■ **EXTRACT PROVIDED**:
▼▼▼
Nurse practitioners will need an existing clinical relationship with a patient to bill the MBS for telehealth items from November and an NP level E consult will be introduced from March.
From November, nurse practitioners will be required to establish a clinical relationship with a patient before billing the MBS for a telehealth consult, bringing the requirements in line with those for GPs.
The Department of Health and Aged Care has told the Australian College of Nurse Practitioners that from 1 November 2025, MBS rebates for telehealth with a nurse practitioner will only apply if the patient has been seen face to face in the preceding 12 months.
Exemptions will include children under 12 months old, homeless people, those isolating due to covid or another public health order, people affected by a natural disaster in a local area and consultations about blood borne virus and sexual or reproductive health.
Patients at Aboriginal Medical Service and Aboriginal Community Controlled Health Service will also be exempt.
DoHAC told The Medical Republic that there would be two additional changes to NP MBS items including the introduction of a level E (over 60 minute) video and face-to-face consultation item and that level B items would be amended to include consultations lasting six minutes from March 2025.
Speaking to TMR, chair of the RACGP expert committee for funding and health system reform Associate Professor Rashmi Sharma said the college welcomed the change to the existing relationship requirement for nurse practitioners as its absence promoted inconsistent regulatory oversight.
“It has opened the door to the establishment of nurse practitioner telehealth services that are able to access the MBS without the pre-existing clinical relationship requirement,” she said.
“These services are operating under a different care standard than that enforced by the Medical Board.
“In real terms it means a situation where nurse practitioners have been able to set up telehealth services and patients receive an MBS rebate, while a patient consulting with a GP would not have access to an MBS rebate in a similar situation, if there was no pre-existing clinical situation.
“This inconsistency is also confusing for patients in an already complex system, risking fragmentation of care.”
Related
Concerns over inconsistency were also raised by the MBS Review Advisory Committee in its telehealth post-implementation review last year.
The Committee noted pushback from nursing representatives, “with the changes seen as having detrimental impacts on nurse practitioner business and scope of practice”, read the report.
Following the recent removal of the requirement for collaborative arrangements for nurse practitioners, the RACGP had raised concerns about nurse-led telehealth-only clinics.
The changes allow nurse practitioners to bill through the MBS and prescribe through the PBS without the approval of a GP.
When asked about concerns over a potential rise in nurse-led telehealth-only clinics between now and 1 November 2025, when the existing relationship rule comes into effect for NPs, Professor Sharma said, “this is a business decision for nurse practitioners as to whether they wish to commence new ventures in a changing funding environment”.
▲▲▲
■ **RAW DATA**:
▼▼▼
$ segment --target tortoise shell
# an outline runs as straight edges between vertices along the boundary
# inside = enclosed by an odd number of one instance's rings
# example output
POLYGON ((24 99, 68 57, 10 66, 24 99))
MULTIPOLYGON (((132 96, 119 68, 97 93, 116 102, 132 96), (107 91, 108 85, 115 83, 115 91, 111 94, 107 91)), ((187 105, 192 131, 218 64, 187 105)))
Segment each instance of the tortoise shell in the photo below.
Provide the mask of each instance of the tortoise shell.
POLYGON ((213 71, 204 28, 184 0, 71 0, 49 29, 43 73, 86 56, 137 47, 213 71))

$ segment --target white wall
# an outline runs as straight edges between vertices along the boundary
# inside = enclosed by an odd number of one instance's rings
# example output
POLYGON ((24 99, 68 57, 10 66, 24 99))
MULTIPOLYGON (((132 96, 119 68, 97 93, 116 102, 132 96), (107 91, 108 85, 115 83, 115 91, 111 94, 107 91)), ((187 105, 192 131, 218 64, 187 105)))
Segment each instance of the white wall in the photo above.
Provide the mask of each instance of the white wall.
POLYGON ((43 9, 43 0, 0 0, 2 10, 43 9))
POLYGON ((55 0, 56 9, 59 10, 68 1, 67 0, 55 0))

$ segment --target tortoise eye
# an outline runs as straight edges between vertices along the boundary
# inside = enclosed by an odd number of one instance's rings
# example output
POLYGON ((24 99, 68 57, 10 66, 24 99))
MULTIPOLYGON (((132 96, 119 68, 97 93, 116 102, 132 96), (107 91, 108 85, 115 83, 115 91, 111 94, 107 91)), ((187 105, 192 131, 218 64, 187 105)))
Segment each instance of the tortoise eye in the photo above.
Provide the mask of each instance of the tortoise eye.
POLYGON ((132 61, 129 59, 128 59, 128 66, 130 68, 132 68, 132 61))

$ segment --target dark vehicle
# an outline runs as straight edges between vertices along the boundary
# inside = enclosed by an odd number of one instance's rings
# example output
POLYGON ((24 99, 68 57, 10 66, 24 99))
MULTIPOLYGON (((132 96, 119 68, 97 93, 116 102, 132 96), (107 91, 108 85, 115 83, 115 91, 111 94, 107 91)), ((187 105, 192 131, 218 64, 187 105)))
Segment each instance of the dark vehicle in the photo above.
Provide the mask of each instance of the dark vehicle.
▲▲▲
■ **TASK REQUIREMENTS**:
[1] In the article on nurse practitioner telehealth billing, from what date will MBS telehealth rebates with a nurse practitioner require the patient to have been seen face to face in the preceding 12 months?
[2] From the article on nurse practitioner telehealth billing, pull out the passage that starts with the words "From November, nurse" and ends after the words "those for GPs.".

■ **ANSWERS TO THE TASKS**:
[1] From 1 November 2025.

[2]
From November, nurse practitioners will be required to establish a clinical relationship with a patient before billing the MBS for a telehealth consult, bringing the requirements in line with those for GPs.